▶ **Coordinate annotation entries**:

________________

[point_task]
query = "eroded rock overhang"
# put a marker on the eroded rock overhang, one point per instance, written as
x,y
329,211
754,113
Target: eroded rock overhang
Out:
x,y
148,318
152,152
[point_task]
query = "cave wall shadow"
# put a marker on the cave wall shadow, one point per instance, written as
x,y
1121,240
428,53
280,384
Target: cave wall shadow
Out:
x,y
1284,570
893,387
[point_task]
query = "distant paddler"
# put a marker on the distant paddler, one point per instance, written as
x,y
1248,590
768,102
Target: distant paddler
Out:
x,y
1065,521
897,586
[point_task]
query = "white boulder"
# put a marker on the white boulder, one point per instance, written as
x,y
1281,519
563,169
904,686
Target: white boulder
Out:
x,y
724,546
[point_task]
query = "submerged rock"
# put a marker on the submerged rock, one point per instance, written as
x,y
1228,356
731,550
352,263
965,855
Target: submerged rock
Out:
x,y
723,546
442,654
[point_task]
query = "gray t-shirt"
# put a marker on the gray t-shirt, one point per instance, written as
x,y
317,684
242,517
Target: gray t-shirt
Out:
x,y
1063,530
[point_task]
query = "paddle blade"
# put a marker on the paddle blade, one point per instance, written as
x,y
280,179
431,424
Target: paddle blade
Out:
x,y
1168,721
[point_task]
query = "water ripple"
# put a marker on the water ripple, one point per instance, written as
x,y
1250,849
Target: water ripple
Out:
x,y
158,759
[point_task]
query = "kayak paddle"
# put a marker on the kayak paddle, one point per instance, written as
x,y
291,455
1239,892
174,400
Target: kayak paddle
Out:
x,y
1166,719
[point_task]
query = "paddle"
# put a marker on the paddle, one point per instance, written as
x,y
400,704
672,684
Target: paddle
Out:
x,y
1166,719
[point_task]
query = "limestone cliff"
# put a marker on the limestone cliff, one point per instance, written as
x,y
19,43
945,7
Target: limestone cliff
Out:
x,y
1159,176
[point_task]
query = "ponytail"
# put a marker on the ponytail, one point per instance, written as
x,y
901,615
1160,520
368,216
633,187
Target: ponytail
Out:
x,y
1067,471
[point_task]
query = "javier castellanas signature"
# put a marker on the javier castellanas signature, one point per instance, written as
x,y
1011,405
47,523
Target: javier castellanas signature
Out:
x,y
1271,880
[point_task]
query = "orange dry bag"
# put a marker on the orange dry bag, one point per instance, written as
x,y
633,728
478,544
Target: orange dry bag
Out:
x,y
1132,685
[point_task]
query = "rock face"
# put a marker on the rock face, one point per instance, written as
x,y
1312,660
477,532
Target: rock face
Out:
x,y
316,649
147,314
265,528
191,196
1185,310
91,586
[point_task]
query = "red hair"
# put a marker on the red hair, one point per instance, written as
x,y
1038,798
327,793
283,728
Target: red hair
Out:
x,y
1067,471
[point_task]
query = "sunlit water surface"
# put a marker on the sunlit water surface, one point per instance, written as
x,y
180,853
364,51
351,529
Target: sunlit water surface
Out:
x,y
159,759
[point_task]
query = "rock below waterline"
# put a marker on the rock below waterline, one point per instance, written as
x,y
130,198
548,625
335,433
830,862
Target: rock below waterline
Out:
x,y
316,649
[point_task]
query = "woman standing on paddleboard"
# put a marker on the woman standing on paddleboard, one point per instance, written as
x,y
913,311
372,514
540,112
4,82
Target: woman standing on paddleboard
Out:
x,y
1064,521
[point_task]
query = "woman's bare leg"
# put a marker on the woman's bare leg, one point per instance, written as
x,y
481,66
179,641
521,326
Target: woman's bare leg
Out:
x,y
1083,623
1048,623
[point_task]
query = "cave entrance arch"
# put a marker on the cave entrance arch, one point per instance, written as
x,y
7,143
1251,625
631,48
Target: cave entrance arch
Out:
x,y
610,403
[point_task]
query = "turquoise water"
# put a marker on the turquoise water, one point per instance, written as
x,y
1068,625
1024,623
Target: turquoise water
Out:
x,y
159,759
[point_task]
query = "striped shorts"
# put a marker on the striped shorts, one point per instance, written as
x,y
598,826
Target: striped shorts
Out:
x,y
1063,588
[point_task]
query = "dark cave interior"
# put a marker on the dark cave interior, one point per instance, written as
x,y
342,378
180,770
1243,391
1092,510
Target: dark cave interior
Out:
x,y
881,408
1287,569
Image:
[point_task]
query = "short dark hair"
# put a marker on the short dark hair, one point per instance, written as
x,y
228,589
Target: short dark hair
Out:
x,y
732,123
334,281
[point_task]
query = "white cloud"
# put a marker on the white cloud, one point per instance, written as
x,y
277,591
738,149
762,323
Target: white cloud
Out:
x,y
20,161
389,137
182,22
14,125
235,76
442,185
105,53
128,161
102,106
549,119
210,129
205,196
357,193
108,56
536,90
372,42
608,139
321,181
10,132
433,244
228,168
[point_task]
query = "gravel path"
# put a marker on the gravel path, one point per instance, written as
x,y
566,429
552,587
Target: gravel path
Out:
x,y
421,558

________________

▶ **TASK STATEMENT**: Pick out every line of the records containing the string "interior", matching case exactly.

▶ **EXERCISE ANSWER**:
query = "dark cave interior"
# put a marker on the dark cave interior, one point per instance, written as
Target: dark cave interior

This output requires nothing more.